→ **ENUNCIADO**:
Reescreva em forma de tabela Markdown as linhas dos dados, começando pela linha que contém "line, e.g. [52,19]" e terminando na última linha dos dados. Use as colunas "Número" e "Linha" e omita as linhas em branco.

--

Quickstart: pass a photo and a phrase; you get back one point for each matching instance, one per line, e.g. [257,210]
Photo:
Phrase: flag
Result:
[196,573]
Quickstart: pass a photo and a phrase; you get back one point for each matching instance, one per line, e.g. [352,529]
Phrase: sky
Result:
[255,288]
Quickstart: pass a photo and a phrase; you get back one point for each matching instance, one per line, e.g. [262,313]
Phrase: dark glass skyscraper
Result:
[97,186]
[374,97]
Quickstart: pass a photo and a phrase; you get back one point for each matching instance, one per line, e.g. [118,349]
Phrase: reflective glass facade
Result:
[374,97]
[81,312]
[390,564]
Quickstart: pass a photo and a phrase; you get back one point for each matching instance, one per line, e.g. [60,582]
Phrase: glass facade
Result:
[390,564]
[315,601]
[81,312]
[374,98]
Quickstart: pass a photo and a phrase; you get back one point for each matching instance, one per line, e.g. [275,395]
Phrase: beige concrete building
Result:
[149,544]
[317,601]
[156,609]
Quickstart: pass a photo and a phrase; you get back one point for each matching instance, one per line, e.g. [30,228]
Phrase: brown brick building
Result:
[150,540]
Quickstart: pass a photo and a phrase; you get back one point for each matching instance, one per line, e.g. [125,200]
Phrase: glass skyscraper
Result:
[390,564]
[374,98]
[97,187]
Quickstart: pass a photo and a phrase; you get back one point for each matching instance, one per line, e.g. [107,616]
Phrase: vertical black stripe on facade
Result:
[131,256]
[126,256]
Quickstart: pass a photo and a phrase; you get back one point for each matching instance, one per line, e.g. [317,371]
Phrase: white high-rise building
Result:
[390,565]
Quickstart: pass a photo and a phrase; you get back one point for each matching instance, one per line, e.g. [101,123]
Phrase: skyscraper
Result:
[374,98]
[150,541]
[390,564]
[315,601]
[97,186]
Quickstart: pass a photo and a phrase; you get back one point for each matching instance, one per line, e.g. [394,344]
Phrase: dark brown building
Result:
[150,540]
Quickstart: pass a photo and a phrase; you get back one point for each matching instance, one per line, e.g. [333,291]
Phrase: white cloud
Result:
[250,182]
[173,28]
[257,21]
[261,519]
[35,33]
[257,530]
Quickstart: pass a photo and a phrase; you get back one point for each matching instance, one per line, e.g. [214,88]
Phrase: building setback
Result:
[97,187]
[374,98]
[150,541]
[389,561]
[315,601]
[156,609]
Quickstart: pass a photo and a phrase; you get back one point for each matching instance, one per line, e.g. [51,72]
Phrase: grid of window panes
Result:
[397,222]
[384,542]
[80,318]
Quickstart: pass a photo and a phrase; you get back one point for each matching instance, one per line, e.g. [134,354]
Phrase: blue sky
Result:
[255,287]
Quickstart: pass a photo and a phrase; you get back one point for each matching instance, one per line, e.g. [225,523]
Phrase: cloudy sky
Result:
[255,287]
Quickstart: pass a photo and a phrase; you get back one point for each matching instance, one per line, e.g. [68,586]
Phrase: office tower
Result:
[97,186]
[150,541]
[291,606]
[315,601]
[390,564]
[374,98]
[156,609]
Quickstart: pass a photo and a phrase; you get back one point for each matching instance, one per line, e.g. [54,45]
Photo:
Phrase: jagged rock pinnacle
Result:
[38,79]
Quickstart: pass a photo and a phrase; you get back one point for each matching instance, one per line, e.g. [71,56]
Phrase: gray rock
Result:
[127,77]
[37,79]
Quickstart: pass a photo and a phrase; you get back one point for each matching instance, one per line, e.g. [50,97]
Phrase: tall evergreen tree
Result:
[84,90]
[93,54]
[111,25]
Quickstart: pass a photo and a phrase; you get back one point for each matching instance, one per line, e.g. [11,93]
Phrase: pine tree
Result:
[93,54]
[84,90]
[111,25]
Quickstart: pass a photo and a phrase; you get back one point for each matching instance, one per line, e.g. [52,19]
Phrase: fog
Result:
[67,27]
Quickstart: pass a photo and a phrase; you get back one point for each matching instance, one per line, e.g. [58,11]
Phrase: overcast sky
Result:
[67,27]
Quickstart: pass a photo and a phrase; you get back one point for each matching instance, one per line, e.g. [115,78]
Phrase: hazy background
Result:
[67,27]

--

→ **RESPOSTA**:
| Número | Linha |
|---|---|
| 1 | Quickstart: pass a photo and a phrase; you get back one point for each matching instance, one per line, e.g. [52,19] |
| 2 | Phrase: fog |
| 3 | Result: |
| 4 | [67,27] |
| 5 | Quickstart: pass a photo and a phrase; you get back one point for each matching instance, one per line, e.g. [58,11] |
| 6 | Phrase: overcast sky |
| 7 | Result: |
| 8 | [67,27] |
| 9 | Quickstart: pass a photo and a phrase; you get back one point for each matching instance, one per line, e.g. [115,78] |
| 10 | Phrase: hazy background |
| 11 | Result: |
| 12 | [67,27] |